**ФРАГМЕНТ ИСТОЧНИКА**
□ □ □ □ □

Беседы, которые в качестве примера использовали Херитидж и Уотсон, слиш­ком длинны, и их невозможно привести здесь полностью, однако следующий фраг­мент ясно показывает, что же они понимали под формулировками:

[303]

А. Я был так расстроен, что...

Б. Да.

А. ...что я забрался на ограждение моста.

Б. Ты был готов покончить самоубийством из-за...

А. Да, я так подавлен.

Утверждая, что А готов на самоубийство, Б формулирует то, что А пытался сказать в двух предыдущих утверждениях.

Такие формулировки иллюстрируют, как на практике осуществляется ведение беседы. Формулировка — часть разговора, цель которой заключается в том, что­бы «ясно и конкретно продемонстрировать понимание» (Heritage & Watson, 1979, p. 129). Формулировка это один из примеров того, как участники разговора показывают, что понимают происходящее.

Сочетание речевых средств и невербальных действий

Ученые, занимающиеся анализом разговоров, и другие представители этномето-дологии обратили внимание на невербальные действия. Некоторые исследовате­ли, чтобы проанализировать всю совокупность речевой и невербальной деятель­ности, пользуются видеозаписями и фильмами. Например, Гудвин (Goodwin, 1984) обратился к видеозаписи праздничного обеда двух пар. Один из важнейших аспектов — положение тела человека (в данном случае Анны), которая рассказы­вает на этой вечеринке какую-то историю:

Анна сжимает руки, ставит локти на стол и наклоняется вперед, пристально глядя на собеседника, к которому обращается, — на Бет. Таким положением говорящий демонстрирует, что всецело сосредоточен на собеседнике, полностью поглощен из­ложением своей истории и не занят ничем другим, кроме разговора. Представляет­ся, что положение тела... — визуальное проявление процесса рассказывания (Good­win, 1984, р. 228).

□ □ □ □ □

**КОРОТКОЕ УПРАЖНЕНИЕ 1**
Напечатайте дословно весь текст о формулировках и невербальных действиях в разговоре.

Строки данных
□ □ □ □ □

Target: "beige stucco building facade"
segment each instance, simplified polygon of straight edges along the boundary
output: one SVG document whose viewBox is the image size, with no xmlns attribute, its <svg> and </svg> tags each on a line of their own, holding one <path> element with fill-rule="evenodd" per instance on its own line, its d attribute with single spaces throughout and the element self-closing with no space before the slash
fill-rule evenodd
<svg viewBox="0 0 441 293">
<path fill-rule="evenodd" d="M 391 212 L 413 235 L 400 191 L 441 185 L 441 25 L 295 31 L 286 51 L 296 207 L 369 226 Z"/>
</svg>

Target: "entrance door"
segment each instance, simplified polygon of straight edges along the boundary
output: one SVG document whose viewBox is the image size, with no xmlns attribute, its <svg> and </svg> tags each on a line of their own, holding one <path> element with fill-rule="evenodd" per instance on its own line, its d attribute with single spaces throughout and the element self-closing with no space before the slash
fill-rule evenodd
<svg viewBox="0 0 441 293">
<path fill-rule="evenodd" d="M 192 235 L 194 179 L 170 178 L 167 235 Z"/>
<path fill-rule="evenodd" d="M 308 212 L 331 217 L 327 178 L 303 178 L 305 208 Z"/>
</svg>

□ □ □ □ □

**КОРОТКОЕ УПРАЖНЕНИЕ 2**
Выведите без изменений все строки листинга, приведённого выше.

**РЕШЕНИЕ ЗАДАЧИ 1**
Беседы, которые в качестве примера использовали Херитидж и Уотсон, слиш­ком длинны, и их невозможно привести здесь полностью, однако следующий фраг­мент ясно показывает, что же они понимали под формулировками:

[303]

А. Я был так расстроен, что...

Б. Да.

А. ...что я забрался на ограждение моста.

Б. Ты был готов покончить самоубийством из-за...

А. Да, я так подавлен.

Утверждая, что А готов на самоубийство, Б формулирует то, что А пытался сказать в двух предыдущих утверждениях.

Такие формулировки иллюстрируют, как на практике осуществляется ведение беседы. Формулировка — часть разговора, цель которой заключается в том, что­бы «ясно и конкретно продемонстрировать понимание» (Heritage & Watson, 1979, p. 129). Формулировка это один из примеров того, как участники разговора показывают, что понимают происходящее.

Сочетание речевых средств и невербальных действий

Ученые, занимающиеся анализом разговоров, и другие представители этномето-дологии обратили внимание на невербальные действия. Некоторые исследовате­ли, чтобы проанализировать всю совокупность речевой и невербальной деятель­ности, пользуются видеозаписями и фильмами. Например, Гудвин (Goodwin, 1984) обратился к видеозаписи праздничного обеда двух пар. Один из важнейших аспектов — положение тела человека (в данном случае Анны), которая рассказы­вает на этой вечеринке какую-то историю:

Анна сжимает руки, ставит локти на стол и наклоняется вперед, пристально глядя на собеседника, к которому обращается, — на Бет. Таким положением говорящий демонстрирует, что всецело сосредоточен на собеседнике, полностью поглощен из­ложением своей истории и не занят ничем другим, кроме разговора. Представляет­ся, что положение тела... — визуальное проявление процесса рассказывания (Good­win, 1984, р. 228).

**РЕШЕНИЕ ЗАДАЧИ 2**
Target: "beige stucco building facade"
segment each instance, simplified polygon of straight edges along the boundary
output: one SVG document whose viewBox is the image size, with no xmlns attribute, its <svg> and </svg> tags each on a line of their own, holding one <path> element with fill-rule="evenodd" per instance on its own line, its d attribute with single spaces throughout and the element self-closing with no space before the slash
fill-rule evenodd
<svg viewBox="0 0 441 293">
<path fill-rule="evenodd" d="M 391 212 L 413 235 L 400 191 L 441 185 L 441 25 L 295 31 L 286 51 L 296 207 L 369 226 Z"/>
</svg>

Target: "entrance door"
segment each instance, simplified polygon of straight edges along the boundary
output: one SVG document whose viewBox is the image size, with no xmlns attribute, its <svg> and </svg> tags each on a line of their own, holding one <path> element with fill-rule="evenodd" per instance on its own line, its d attribute with single spaces throughout and the element self-closing with no space before the slash
fill-rule evenodd
<svg viewBox="0 0 441 293">
<path fill-rule="evenodd" d="M 192 235 L 194 179 L 170 178 L 167 235 Z"/>
<path fill-rule="evenodd" d="M 308 212 L 331 217 L 327 178 L 303 178 L 305 208 Z"/>
</svg>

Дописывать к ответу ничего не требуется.